- _DATASET_

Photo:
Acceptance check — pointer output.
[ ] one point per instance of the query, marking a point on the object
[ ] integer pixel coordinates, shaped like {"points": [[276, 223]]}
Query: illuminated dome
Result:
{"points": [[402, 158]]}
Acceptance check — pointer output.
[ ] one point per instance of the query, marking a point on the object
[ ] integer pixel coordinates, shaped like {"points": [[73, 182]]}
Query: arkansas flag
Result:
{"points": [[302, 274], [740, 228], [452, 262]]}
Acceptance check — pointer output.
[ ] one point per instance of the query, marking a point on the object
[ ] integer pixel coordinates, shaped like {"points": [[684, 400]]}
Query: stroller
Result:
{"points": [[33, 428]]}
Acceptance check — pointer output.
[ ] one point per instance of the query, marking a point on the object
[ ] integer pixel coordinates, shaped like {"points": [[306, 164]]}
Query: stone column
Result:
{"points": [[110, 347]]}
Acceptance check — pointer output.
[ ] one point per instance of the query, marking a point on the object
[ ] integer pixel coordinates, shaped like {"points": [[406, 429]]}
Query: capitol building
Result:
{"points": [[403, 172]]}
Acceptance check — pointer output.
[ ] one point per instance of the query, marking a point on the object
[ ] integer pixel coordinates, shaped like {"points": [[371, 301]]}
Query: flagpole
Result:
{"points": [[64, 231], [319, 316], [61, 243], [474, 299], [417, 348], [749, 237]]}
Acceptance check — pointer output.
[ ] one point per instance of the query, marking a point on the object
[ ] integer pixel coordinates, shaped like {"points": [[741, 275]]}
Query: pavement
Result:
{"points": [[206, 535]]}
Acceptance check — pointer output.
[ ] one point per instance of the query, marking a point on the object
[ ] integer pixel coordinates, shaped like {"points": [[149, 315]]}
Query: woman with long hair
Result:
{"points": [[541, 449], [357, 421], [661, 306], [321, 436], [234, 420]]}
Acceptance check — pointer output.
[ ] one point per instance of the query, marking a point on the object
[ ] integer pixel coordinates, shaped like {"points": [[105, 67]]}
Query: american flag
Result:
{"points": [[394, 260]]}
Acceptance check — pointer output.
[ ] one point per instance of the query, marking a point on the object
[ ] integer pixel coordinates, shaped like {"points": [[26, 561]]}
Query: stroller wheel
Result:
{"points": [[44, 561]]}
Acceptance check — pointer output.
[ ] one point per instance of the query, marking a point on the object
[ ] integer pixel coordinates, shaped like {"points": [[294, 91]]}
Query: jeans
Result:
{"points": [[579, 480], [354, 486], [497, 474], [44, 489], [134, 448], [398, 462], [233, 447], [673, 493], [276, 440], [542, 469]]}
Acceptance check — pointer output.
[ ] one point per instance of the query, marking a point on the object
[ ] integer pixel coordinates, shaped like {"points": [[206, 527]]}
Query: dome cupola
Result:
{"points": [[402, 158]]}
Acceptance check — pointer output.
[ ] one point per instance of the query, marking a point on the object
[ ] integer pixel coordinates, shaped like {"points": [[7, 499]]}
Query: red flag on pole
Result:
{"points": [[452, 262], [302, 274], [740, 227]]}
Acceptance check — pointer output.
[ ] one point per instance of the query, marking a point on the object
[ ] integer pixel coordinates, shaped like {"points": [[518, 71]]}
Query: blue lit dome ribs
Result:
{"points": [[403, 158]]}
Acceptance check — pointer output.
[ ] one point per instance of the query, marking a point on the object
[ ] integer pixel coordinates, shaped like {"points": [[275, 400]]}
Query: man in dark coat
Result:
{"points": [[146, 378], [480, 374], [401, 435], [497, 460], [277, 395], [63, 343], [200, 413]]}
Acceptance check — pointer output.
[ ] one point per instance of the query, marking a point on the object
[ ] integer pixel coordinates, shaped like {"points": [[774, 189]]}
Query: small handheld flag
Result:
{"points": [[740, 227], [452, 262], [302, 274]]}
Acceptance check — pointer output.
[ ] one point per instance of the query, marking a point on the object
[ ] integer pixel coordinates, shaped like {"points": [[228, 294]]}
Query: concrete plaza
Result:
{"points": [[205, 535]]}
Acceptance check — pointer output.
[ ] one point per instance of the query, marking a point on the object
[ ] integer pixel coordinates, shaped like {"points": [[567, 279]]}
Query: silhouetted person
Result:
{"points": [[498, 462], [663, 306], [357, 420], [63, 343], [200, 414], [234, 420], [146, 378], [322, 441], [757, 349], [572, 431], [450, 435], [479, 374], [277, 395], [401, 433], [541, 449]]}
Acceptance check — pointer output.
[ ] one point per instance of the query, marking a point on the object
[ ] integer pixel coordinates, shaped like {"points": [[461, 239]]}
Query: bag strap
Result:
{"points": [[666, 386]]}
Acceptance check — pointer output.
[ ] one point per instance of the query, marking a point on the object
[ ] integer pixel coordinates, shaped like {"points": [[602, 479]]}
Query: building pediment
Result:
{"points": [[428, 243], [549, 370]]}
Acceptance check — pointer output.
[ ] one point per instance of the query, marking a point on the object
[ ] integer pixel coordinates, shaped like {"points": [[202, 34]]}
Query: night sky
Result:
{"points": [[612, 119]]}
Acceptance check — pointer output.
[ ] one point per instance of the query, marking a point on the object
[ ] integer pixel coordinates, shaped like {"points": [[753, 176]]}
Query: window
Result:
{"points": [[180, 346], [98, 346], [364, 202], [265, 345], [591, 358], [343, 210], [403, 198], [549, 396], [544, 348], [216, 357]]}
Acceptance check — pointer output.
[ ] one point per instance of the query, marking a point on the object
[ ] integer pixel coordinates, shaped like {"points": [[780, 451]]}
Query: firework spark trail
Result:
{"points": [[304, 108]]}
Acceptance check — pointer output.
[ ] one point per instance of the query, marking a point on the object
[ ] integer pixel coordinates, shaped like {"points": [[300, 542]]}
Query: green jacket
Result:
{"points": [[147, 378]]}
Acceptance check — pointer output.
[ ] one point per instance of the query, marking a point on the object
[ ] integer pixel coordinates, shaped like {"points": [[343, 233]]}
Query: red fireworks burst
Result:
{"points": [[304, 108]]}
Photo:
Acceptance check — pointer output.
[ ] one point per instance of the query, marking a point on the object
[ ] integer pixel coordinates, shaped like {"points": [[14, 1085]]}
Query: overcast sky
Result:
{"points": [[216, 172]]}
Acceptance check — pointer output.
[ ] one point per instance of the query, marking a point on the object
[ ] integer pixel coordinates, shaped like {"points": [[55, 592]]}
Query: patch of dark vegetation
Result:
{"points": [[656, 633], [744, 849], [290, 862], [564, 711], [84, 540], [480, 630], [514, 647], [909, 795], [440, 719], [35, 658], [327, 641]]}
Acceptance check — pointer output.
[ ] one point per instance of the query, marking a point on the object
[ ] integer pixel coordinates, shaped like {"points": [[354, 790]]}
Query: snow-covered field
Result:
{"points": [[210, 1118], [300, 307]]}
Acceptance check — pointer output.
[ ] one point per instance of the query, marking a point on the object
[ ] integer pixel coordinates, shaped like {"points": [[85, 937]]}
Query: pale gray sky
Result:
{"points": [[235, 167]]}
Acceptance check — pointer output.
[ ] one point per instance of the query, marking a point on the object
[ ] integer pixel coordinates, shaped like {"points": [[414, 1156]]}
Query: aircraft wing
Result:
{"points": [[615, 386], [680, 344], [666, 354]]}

- _WORK TASK_
Across the listing above, count the lines that include "stroller" and give the figure with no other words.

- _REPLY TO THE EXERCISE_
2